§ **Problem to solve**
The answer is the full listing below, copied exactly, with its pictures omitted.

§ **Supplied material**
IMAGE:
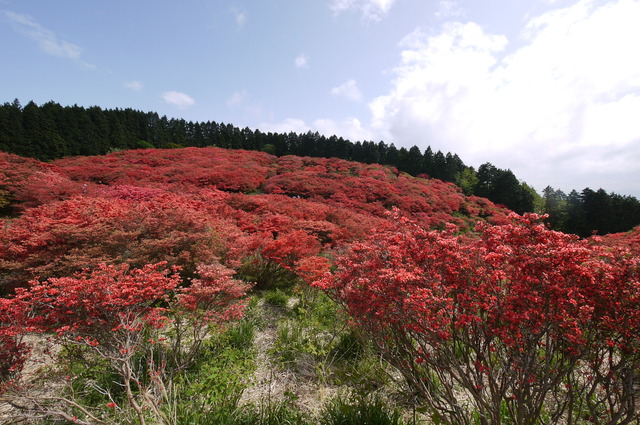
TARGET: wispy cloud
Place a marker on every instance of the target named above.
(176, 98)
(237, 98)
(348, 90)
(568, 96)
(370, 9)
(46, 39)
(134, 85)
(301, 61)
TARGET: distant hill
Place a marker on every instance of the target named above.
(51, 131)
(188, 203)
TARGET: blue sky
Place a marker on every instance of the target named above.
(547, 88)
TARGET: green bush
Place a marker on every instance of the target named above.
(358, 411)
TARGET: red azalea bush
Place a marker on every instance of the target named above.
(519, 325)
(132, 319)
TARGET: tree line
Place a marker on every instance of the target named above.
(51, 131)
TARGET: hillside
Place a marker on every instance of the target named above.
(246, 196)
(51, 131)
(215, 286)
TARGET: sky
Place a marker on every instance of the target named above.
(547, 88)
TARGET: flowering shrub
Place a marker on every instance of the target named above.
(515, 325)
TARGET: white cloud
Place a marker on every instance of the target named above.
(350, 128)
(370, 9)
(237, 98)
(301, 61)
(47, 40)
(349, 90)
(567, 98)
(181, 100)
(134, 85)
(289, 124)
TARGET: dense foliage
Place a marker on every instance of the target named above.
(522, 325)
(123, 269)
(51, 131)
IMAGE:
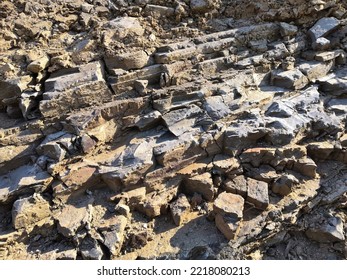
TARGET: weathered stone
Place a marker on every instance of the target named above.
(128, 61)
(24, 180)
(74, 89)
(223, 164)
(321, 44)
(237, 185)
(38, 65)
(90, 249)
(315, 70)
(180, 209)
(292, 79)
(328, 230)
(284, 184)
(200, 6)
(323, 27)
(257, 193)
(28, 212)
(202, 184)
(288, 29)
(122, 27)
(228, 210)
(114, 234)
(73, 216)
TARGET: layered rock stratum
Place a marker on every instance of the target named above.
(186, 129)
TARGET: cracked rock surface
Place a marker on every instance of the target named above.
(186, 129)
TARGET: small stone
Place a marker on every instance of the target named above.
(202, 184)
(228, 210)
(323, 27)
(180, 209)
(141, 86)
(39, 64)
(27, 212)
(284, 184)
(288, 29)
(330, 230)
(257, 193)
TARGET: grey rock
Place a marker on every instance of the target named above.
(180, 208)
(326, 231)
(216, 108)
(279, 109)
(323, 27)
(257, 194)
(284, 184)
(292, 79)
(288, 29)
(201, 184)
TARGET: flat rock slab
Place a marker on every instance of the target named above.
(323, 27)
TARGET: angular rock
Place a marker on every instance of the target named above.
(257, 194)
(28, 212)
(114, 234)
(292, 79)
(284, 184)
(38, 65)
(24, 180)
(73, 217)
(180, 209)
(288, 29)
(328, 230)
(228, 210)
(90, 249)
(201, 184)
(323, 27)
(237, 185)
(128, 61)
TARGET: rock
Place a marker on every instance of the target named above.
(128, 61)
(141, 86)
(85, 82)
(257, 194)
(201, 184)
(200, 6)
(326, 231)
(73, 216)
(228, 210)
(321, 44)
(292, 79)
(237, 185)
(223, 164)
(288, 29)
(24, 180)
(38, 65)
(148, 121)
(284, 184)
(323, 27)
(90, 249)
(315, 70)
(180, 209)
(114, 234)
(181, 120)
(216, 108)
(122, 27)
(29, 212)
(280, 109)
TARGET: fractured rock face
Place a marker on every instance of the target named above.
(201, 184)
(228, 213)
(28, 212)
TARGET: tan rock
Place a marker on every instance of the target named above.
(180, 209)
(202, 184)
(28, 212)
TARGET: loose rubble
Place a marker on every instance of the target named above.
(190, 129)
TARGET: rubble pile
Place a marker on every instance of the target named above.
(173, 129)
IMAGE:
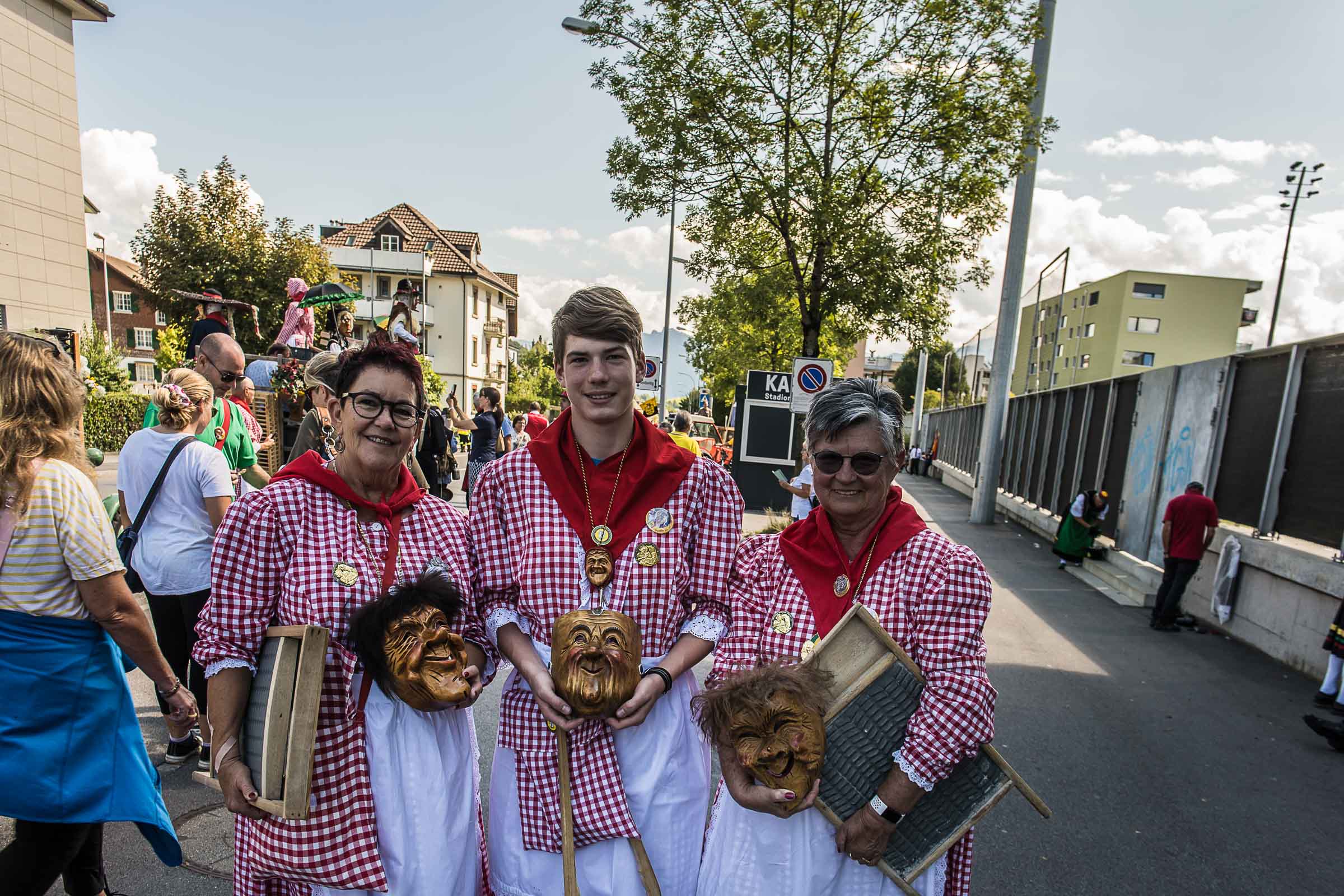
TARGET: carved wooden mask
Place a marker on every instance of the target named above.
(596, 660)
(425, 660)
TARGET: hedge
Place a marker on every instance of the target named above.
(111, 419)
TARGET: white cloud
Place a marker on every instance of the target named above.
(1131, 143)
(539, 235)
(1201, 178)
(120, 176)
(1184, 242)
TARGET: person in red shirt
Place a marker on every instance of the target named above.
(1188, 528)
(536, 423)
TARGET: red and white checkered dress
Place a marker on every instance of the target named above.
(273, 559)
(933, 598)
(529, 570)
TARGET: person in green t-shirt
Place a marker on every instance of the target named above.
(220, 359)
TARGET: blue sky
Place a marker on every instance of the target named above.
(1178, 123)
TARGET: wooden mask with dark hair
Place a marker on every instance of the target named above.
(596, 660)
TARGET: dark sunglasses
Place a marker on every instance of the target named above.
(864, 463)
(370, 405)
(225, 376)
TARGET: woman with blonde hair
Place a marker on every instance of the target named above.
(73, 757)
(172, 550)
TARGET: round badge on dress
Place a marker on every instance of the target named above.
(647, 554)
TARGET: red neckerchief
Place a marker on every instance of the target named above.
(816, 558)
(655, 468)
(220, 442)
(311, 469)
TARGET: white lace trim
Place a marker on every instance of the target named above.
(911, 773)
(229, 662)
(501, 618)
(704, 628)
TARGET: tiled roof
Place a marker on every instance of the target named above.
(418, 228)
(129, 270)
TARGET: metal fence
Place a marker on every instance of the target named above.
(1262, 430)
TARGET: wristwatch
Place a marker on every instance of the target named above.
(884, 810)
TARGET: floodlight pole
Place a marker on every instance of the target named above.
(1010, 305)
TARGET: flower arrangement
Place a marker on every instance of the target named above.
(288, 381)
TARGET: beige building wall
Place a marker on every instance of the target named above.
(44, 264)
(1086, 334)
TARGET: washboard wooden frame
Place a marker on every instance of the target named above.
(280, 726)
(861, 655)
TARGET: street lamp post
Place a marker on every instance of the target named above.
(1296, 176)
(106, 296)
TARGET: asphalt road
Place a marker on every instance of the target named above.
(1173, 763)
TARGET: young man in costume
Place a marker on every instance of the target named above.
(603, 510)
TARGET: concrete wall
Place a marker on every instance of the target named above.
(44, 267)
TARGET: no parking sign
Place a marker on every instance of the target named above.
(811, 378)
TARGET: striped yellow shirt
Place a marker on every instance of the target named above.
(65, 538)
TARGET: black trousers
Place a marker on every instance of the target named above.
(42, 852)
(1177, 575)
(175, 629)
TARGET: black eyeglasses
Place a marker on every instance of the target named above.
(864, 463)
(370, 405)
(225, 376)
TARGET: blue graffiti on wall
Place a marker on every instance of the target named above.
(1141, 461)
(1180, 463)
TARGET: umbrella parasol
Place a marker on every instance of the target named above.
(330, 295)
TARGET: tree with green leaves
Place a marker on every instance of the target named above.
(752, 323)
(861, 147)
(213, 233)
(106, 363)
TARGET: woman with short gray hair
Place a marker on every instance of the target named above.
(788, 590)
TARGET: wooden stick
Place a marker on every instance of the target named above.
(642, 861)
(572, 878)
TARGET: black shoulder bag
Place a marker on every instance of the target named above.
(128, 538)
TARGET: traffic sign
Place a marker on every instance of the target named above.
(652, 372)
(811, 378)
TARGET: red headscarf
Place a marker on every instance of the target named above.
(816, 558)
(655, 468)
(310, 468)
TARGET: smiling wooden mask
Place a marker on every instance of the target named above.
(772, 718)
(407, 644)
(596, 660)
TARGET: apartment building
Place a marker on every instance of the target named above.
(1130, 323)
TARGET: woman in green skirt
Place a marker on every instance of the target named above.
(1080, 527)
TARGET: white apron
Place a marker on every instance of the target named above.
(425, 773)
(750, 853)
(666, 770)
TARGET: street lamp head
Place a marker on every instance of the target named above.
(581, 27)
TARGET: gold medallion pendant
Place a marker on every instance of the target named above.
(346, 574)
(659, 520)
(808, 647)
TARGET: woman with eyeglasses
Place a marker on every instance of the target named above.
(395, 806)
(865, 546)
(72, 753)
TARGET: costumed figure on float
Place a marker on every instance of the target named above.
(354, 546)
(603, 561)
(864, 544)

§ **Result of the exercise**
IMAGE:
TARGET: wispy cloud
Place a marker on every instance of the target named above.
(176, 98)
(237, 98)
(348, 90)
(568, 96)
(370, 9)
(46, 39)
(134, 85)
(301, 61)
TARGET: distant hill
Place a marker on every instance of the target named above.
(51, 131)
(188, 203)
TARGET: blue sky
Place a marker on every instance of the target named above.
(547, 88)
TARGET: green bush
Place a marker on every instance of the target named above.
(358, 411)
TARGET: red azalea bush
Place a marker on every instance of the target named above.
(519, 325)
(132, 319)
TARGET: tree line
Place a marker on every instance of the target named above.
(51, 131)
TARGET: hillside
Place a marker on every instance of the target named above.
(246, 196)
(51, 131)
(215, 286)
TARGET: sky
Place a marker on every instance of the target named above.
(547, 88)
TARGET: flowering shrub
Place a marker on every instance of the target named above.
(515, 325)
TARGET: white cloud
Place a marker on every instance of the target named above.
(350, 128)
(370, 9)
(237, 98)
(301, 61)
(47, 40)
(349, 90)
(567, 98)
(181, 100)
(134, 85)
(289, 124)
TARGET: dense foliage
Place a marker on every instance of the target named above.
(522, 325)
(123, 269)
(51, 131)
IMAGE:
TARGET: weathered stone
Place a marker on every instance of the target named above.
(128, 61)
(24, 180)
(74, 89)
(223, 164)
(321, 44)
(237, 185)
(38, 65)
(90, 249)
(315, 70)
(180, 209)
(292, 79)
(328, 230)
(284, 184)
(200, 6)
(323, 27)
(257, 193)
(28, 212)
(202, 184)
(288, 29)
(122, 27)
(228, 210)
(114, 234)
(73, 216)
TARGET: layered rock stratum
Place a marker on every instance of the target named above.
(186, 129)
TARGET: cracked rock surface
Place a marker on every instance of the target named above.
(186, 129)
TARGET: small stone
Place a marker on every instance of the target named above.
(202, 184)
(228, 210)
(323, 27)
(180, 209)
(141, 86)
(39, 64)
(27, 212)
(284, 184)
(288, 29)
(330, 230)
(257, 193)
TARGET: grey rock
Place a marker on every instance of the target named above.
(180, 208)
(326, 231)
(216, 108)
(279, 109)
(323, 27)
(257, 194)
(284, 184)
(292, 79)
(288, 29)
(201, 184)
TARGET: flat rock slab
Place a marker on every instance of the target named above.
(323, 27)
TARGET: angular rock
Place a marker on every instance of the target named above.
(257, 194)
(28, 212)
(114, 234)
(292, 79)
(284, 184)
(38, 65)
(24, 180)
(73, 217)
(180, 209)
(288, 29)
(328, 230)
(228, 210)
(90, 249)
(201, 184)
(323, 27)
(237, 185)
(128, 61)
TARGET: rock
Place a marker on every instance of the target named above.
(128, 61)
(141, 86)
(85, 82)
(257, 194)
(201, 184)
(200, 6)
(326, 231)
(73, 216)
(228, 210)
(321, 44)
(292, 79)
(237, 185)
(223, 164)
(288, 29)
(24, 180)
(38, 65)
(148, 121)
(284, 184)
(323, 27)
(90, 249)
(315, 70)
(180, 209)
(114, 234)
(181, 120)
(216, 108)
(122, 27)
(29, 212)
(280, 109)
TARGET: fractured rock face
Place a marker on every instance of the target named above.
(201, 184)
(228, 213)
(28, 212)
TARGET: tan rock
Place a marker on every instance of the target named above.
(180, 209)
(202, 184)
(28, 212)
TARGET: loose rubble
Place a marker on every instance of the target named above.
(190, 129)
TARGET: rubble pile
Place a marker on every instance of the target named above.
(173, 129)
IMAGE:
TARGET: carved wooden mask
Place a marker on every instance of the target named above.
(596, 660)
(425, 660)
TARGET: hedge
Place a marker on every instance of the target named above.
(111, 419)
TARGET: white cloud
Place a marker on every instance of the target named above.
(1131, 143)
(539, 235)
(1201, 178)
(120, 176)
(1184, 242)
TARGET: person in red shirt
Place a marker on every instance of the target named above.
(1188, 528)
(536, 423)
TARGET: red and white checkered dress
Place a marker on every instance of the target named above.
(273, 559)
(933, 598)
(529, 570)
TARGET: person in green t-shirt
Place a marker on every instance of the target named above.
(220, 359)
TARGET: blue sky
Place a marker on every instance of the target named above.
(1178, 123)
TARGET: wooden mask with dark hair
Place a marker on every instance of the target named above.
(596, 660)
TARGET: dark sunglasses
Place a marker on every instance of the target named above.
(864, 463)
(370, 405)
(225, 376)
TARGET: woman with blonde hair
Place a marker on every instance of the target named above.
(73, 757)
(172, 550)
TARGET: round badge on dress
Place a marker on every instance of the target named above.
(647, 554)
TARGET: red neckerchief
Place a marker on every instance of the target named above.
(816, 558)
(655, 468)
(220, 442)
(311, 469)
TARGET: white lace trim
Place a marker on every instance of the target named above.
(911, 773)
(229, 662)
(501, 618)
(704, 628)
TARGET: tiled roof
Place a marker on every instance of the target named above.
(418, 228)
(129, 270)
TARGET: metal fence
Place a marker on every instance of the target named above.
(1262, 430)
TARGET: wristwatch
Place a marker on every instance of the target named above.
(884, 810)
TARGET: floodlight pole
Place a marker on every instance of the target named above.
(1010, 305)
TARGET: flower arrangement
Place a marker on every instance of the target named above.
(288, 381)
TARGET: beige building wall
Place a marker on every instance of the target named above.
(44, 264)
(1086, 334)
TARGET: washboard wooden frame
Place a marker on every instance of the target named above.
(280, 726)
(861, 655)
TARGET: street lamp post
Place a marker on every instance of the target named above.
(1296, 176)
(106, 296)
TARGET: asphalt road
Place a marker on every instance of the target named above.
(1173, 763)
TARGET: young man in costume
Place a marker on every instance of the target named above.
(603, 510)
TARGET: concrete wall
Place a marker on every instance of the target named above.
(44, 267)
TARGET: no parking sign
Place a marker on every instance of the target named above.
(811, 378)
TARGET: striped yellow shirt
Place a marker on every instance of the target named above.
(65, 538)
TARGET: black trousers
Place a marker on every instance of the target named above.
(42, 852)
(1177, 575)
(175, 629)
TARGET: black eyeglasses
Place a marker on every instance of the target named above.
(864, 463)
(370, 405)
(225, 376)
TARGET: blue graffiti on wall
Place a marker on every instance of the target named above.
(1141, 461)
(1180, 463)
TARGET: umbrella parasol
Place a marker on every instance of the target named above.
(330, 295)
TARGET: tree with green leaves
Place a marker on every instance of the target named above.
(752, 323)
(861, 147)
(213, 233)
(106, 363)
TARGET: woman with short gray hair
Place a marker on every instance of the target named above.
(788, 590)
TARGET: wooden stick
Place a marker on every instance of the target named above.
(642, 861)
(572, 878)
TARGET: black shoulder bag
Place a marker on every instance of the target named above.
(128, 538)
TARGET: traffic sign
Place a marker on every instance of the target named above.
(652, 372)
(811, 378)
TARGET: red headscarf
Place a marker on every instance of the target named above.
(816, 558)
(655, 468)
(310, 468)
TARGET: smiling wooden mask
Place a marker on every instance of the target named above.
(772, 718)
(407, 644)
(596, 660)
TARGET: apartment building
Place a marker on every instance of the target named above.
(1130, 323)
TARGET: woman in green skirt
Place a marker on every instance of the target named above.
(1080, 527)
TARGET: white apron
Place a marker on every instance of the target named above.
(425, 773)
(750, 853)
(666, 770)
TARGET: street lamp head
Place a marker on every instance of the target named above.
(581, 27)
TARGET: gold medallion pendant
Place a marker on every instance of the target named above.
(346, 574)
(659, 520)
(808, 647)
TARGET: woman with eyeglasses
Place a marker on every instance of the target named above.
(395, 806)
(865, 546)
(72, 753)
TARGET: costumed figure on float
Place a marker on every instance of the target named above.
(354, 546)
(603, 561)
(864, 544)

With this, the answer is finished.